### [Trecho do documento]
A calabresa está com os dias contados.
É a próxima vítima na cruzada puritana que assola o Globo.
Quando a última bituca for apagada
no fundo do derradeiro copo de chope, pode anotar:
eles virão atrás da lingüiça.
A caçada, na verdade, já começou.
Ontem à noite, num bar,
uma garota em minha mesa resolveu desafiar o espírito do tempo
e pedir ao garçom, sob olhares atônitos dos outros comensais,
um sanduíche de calabresa.
O resto da turma a olhou, incrédulo.
Diante de suflês de abobrinha,
saladas verdes e outros corolários anódinos do auto-controle,
pareciam dizer, cheios de orgulho e inveja:
você não sabe que não se pede mais esse tipo de coisa?!
Por enquanto, a repressão é apenas cultural,
mas é assim que começa.
Em breve os carnívoros começarão
a ser hostilizados em restaurantes.
Depois, quem sabe, serão obrigados a usar estrelas vermelhas
costuradas à roupa.
Daí para os cercarem em guetos e
você-sabe-bem-como-essa-história-termina é apenas um passo.

### [Instruções das tarefas]
[a] No trecho sobre a calabresa, o que a garota pediu ao garçom no bar?
[b] Reproduza, do trecho sobre a calabresa, o segmento que vai de "A caçada, na" até "assim que começa.".

### [Dados fornecidos]
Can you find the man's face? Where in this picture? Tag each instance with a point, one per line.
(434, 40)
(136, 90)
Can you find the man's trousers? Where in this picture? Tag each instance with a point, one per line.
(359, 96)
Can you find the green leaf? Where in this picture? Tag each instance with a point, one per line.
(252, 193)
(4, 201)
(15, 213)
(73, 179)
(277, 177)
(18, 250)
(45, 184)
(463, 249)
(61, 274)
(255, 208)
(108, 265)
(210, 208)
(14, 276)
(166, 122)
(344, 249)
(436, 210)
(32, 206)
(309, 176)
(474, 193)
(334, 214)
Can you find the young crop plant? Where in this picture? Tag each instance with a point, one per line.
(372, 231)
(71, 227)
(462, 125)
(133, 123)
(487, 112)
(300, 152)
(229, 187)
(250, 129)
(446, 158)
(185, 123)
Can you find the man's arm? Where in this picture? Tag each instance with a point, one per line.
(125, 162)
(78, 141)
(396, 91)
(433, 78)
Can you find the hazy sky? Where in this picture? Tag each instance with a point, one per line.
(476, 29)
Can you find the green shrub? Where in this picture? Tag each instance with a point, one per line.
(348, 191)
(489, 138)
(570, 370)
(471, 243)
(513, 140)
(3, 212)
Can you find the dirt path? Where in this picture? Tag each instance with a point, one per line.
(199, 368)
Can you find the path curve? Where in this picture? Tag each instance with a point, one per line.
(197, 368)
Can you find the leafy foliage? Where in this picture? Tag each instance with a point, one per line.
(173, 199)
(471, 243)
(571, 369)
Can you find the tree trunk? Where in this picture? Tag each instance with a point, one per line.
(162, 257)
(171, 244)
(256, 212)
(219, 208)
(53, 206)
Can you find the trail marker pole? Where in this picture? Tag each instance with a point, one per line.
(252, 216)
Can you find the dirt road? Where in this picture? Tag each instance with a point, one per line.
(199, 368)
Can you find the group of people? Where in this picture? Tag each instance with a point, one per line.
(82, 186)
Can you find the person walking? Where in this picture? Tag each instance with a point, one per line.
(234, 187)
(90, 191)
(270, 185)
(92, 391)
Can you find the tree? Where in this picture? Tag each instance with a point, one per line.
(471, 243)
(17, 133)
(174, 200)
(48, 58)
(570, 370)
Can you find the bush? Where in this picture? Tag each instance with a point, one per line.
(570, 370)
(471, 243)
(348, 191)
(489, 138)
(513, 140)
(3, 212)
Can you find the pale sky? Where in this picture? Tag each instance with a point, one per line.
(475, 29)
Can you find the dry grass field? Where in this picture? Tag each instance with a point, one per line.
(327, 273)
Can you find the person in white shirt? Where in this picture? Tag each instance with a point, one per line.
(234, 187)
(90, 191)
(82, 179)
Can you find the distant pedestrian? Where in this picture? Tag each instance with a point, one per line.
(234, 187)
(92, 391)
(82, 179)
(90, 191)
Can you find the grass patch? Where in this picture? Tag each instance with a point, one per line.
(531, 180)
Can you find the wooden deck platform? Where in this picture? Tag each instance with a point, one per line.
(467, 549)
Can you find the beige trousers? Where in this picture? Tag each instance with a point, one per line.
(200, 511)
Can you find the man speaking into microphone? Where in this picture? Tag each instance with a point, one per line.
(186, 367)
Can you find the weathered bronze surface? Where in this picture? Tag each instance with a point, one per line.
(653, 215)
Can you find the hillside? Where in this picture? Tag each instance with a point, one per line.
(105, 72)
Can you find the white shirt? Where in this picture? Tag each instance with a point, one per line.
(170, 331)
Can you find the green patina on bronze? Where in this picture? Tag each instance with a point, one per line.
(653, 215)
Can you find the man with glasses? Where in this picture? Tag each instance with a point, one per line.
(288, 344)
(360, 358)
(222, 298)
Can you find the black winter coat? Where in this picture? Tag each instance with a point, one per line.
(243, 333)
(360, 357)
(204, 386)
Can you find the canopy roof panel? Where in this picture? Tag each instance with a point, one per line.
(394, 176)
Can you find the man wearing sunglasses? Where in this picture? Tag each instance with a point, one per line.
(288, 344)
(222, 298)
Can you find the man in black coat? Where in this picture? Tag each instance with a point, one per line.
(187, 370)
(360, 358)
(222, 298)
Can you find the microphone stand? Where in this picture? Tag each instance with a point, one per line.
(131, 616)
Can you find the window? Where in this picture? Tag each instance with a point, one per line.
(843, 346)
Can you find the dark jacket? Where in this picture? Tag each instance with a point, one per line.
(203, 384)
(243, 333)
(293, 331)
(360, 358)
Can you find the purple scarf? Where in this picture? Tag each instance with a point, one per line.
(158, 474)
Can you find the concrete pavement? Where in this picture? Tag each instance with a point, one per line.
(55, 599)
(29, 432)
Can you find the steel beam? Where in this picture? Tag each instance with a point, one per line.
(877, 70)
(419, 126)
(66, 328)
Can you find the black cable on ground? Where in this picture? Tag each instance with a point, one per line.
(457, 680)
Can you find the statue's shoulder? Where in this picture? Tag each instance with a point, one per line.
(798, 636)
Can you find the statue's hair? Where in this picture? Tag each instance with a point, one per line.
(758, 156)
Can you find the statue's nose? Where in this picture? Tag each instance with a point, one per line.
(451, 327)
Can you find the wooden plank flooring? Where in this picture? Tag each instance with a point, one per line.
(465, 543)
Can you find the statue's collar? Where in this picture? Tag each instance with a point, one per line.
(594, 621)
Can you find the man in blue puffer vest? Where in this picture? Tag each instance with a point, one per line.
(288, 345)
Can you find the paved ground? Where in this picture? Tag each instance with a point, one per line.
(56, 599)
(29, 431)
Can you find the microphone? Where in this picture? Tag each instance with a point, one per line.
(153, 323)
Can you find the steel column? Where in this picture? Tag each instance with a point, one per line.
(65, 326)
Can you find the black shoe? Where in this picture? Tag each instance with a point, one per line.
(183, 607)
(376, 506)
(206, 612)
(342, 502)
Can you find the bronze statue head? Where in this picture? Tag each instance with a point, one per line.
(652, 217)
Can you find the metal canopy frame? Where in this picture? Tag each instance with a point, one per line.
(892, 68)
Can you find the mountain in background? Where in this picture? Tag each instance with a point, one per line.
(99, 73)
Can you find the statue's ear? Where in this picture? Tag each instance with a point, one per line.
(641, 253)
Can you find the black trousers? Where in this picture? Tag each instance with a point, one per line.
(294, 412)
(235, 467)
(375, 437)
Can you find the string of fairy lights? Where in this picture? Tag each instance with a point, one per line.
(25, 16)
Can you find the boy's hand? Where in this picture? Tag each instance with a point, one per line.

### [Resultados esperados]
[a] Um sanduíche de calabresa.

[b]
A caçada, na verdade, já começou.
Ontem à noite, num bar,
uma garota em minha mesa resolveu desafiar o espírito do tempo
e pedir ao garçom, sob olhares atônitos dos outros comensais,
um sanduíche de calabresa.
O resto da turma a olhou, incrédulo.
Diante de suflês de abobrinha,
saladas verdes e outros corolários anódinos do auto-controle,
pareciam dizer, cheios de orgulho e inveja:
você não sabe que não se pede mais esse tipo de coisa?!
Por enquanto, a repressão é apenas cultural,
mas é assim que começa.